* [WORK ITEM]: When you reach the line in the listing below that contains "Target: price tag sign", begin returning lines exactly as written, and stop after the line that contains "Target: woman's face". Return no other lines.

* [DATA FOR THIS TASK]:
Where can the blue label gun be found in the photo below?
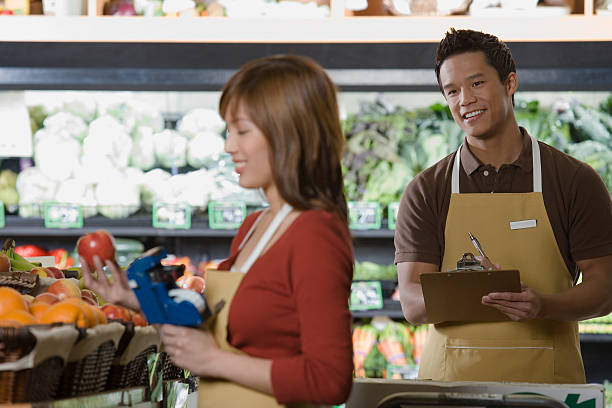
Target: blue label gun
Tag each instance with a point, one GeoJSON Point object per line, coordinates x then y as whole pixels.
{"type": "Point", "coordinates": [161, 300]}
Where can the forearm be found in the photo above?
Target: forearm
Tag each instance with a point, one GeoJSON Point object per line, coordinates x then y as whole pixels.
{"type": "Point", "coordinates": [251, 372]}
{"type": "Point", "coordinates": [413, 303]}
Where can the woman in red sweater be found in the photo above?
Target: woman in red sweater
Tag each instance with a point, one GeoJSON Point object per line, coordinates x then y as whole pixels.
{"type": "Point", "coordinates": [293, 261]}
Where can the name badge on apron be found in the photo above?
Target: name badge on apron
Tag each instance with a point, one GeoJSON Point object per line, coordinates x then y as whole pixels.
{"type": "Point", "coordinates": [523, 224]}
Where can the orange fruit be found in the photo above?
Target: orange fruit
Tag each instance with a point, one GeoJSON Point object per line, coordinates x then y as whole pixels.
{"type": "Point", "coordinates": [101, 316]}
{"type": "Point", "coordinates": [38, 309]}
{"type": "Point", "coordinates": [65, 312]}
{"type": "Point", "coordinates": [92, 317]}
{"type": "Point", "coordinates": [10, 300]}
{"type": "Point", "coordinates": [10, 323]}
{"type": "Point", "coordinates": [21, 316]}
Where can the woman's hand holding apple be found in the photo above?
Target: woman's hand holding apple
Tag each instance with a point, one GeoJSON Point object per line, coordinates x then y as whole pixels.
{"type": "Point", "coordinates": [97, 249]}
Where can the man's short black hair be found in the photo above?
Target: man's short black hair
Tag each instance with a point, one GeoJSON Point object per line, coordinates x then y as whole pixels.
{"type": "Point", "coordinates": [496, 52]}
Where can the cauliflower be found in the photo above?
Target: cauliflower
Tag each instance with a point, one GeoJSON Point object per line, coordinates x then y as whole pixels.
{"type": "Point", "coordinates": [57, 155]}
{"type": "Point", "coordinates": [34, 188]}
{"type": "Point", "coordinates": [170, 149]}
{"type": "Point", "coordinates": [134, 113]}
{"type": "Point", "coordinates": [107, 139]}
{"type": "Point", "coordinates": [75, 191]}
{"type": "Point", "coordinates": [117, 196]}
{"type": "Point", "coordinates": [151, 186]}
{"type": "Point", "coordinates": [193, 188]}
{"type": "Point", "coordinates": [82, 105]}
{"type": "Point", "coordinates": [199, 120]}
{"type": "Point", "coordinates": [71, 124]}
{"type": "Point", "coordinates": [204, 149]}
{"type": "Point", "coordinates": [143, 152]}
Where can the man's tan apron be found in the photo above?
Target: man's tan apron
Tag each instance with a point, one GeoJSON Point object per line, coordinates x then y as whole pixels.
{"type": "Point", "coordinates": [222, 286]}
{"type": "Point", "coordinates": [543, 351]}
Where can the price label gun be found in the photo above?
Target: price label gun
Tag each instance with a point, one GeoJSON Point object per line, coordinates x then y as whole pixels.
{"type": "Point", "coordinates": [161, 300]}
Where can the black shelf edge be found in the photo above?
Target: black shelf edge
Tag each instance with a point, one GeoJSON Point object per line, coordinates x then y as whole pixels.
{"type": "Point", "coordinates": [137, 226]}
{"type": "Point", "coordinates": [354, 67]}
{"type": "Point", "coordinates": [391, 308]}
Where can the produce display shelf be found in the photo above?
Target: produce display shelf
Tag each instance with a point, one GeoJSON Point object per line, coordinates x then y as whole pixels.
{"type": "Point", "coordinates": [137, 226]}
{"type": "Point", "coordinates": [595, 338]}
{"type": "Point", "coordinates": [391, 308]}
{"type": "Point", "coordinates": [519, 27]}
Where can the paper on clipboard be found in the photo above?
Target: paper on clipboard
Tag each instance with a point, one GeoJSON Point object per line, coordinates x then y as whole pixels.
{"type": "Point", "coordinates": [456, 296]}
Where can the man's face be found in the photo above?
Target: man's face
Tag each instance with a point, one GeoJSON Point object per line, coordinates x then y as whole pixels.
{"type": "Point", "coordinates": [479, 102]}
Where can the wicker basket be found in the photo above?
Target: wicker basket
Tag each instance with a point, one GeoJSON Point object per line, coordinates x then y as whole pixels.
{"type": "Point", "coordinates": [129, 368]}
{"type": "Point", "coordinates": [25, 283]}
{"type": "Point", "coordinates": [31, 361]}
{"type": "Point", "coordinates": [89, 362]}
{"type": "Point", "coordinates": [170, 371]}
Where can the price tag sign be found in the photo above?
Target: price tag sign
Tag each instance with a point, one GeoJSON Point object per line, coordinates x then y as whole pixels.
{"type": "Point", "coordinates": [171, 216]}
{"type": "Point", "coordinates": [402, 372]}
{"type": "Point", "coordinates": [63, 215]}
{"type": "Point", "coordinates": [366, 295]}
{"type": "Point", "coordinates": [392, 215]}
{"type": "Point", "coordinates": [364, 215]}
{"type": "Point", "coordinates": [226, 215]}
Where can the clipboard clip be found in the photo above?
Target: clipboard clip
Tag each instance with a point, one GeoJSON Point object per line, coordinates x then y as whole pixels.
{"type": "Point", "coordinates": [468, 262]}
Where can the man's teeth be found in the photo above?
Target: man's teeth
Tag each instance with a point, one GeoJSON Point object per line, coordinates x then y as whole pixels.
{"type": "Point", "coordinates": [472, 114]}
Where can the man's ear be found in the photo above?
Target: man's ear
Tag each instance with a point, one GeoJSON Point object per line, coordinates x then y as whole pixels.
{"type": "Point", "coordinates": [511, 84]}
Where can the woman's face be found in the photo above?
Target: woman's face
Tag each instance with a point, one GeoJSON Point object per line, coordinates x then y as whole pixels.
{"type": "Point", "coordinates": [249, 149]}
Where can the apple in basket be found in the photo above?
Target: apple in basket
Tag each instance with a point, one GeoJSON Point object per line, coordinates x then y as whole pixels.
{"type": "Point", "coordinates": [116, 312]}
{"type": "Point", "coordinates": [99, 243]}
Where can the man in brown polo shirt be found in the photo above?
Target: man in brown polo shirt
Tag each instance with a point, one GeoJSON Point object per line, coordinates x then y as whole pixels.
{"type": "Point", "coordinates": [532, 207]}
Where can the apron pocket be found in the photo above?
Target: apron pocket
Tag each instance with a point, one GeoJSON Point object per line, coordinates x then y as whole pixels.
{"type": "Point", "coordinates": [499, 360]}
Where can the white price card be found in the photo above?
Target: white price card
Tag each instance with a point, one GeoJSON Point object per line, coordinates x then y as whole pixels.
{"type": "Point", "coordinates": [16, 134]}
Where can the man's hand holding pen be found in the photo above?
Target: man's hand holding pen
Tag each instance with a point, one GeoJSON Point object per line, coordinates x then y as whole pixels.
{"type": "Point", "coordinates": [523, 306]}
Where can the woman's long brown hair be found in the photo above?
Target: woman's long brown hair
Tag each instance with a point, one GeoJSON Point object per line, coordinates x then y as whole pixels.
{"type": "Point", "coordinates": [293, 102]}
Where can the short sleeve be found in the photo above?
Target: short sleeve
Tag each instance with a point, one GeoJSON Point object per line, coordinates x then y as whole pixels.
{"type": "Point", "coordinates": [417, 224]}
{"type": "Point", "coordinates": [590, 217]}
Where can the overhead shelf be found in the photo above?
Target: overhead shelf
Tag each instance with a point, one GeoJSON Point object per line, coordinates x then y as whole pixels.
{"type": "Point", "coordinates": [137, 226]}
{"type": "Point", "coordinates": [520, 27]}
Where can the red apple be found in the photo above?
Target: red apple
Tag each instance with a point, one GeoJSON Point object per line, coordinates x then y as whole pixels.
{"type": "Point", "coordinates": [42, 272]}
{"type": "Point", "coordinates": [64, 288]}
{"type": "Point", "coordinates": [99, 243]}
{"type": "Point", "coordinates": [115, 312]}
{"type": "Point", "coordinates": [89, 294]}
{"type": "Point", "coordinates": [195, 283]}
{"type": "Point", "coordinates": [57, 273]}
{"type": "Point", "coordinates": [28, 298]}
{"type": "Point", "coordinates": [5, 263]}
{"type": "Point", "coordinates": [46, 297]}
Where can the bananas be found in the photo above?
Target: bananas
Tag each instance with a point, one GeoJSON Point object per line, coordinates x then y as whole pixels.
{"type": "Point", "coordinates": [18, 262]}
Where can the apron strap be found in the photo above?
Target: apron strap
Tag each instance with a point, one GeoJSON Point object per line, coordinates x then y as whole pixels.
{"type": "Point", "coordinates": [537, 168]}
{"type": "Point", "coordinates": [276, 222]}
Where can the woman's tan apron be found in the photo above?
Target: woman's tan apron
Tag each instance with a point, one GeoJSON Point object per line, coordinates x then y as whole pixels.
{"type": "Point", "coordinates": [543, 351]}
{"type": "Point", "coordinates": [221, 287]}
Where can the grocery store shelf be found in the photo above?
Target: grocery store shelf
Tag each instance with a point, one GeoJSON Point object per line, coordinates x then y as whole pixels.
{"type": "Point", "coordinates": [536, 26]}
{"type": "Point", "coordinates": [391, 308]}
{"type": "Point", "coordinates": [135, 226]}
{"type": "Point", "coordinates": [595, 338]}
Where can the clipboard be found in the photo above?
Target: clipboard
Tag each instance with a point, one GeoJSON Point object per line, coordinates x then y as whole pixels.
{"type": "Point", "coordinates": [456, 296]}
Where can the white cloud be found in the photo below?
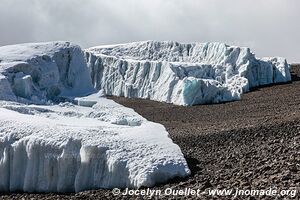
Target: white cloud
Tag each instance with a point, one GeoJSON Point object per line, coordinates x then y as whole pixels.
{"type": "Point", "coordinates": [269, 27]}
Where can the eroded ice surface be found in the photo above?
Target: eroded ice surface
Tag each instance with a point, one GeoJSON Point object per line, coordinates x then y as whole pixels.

* [REPLY TO THE EXERCISE]:
Target: price tag sign
Tag each instance with a point, one GeoJSON Point object per line, coordinates x then y as whole pixels.
{"type": "Point", "coordinates": [171, 216]}
{"type": "Point", "coordinates": [402, 372]}
{"type": "Point", "coordinates": [63, 215]}
{"type": "Point", "coordinates": [366, 295]}
{"type": "Point", "coordinates": [392, 215]}
{"type": "Point", "coordinates": [364, 215]}
{"type": "Point", "coordinates": [226, 215]}
Where can the clipboard clip be found in the photo above?
Target: clipboard clip
Tag each instance with a point, one GeoJSON Point object per line, coordinates x then y as whole pixels.
{"type": "Point", "coordinates": [468, 262]}
Where can the man's teeth be found in the photo above?
Target: man's teeth
Tag each instance with a point, one GeoJSON Point object per line, coordinates x then y as whole pixels.
{"type": "Point", "coordinates": [472, 114]}
Where can the man's ear be found in the photo above?
Target: man's ear
Tag each instance with a point, one GeoJSON Point object per line, coordinates x then y as whole pixels.
{"type": "Point", "coordinates": [511, 84]}
Where can the woman's face be found in the photo above?
Target: woman's face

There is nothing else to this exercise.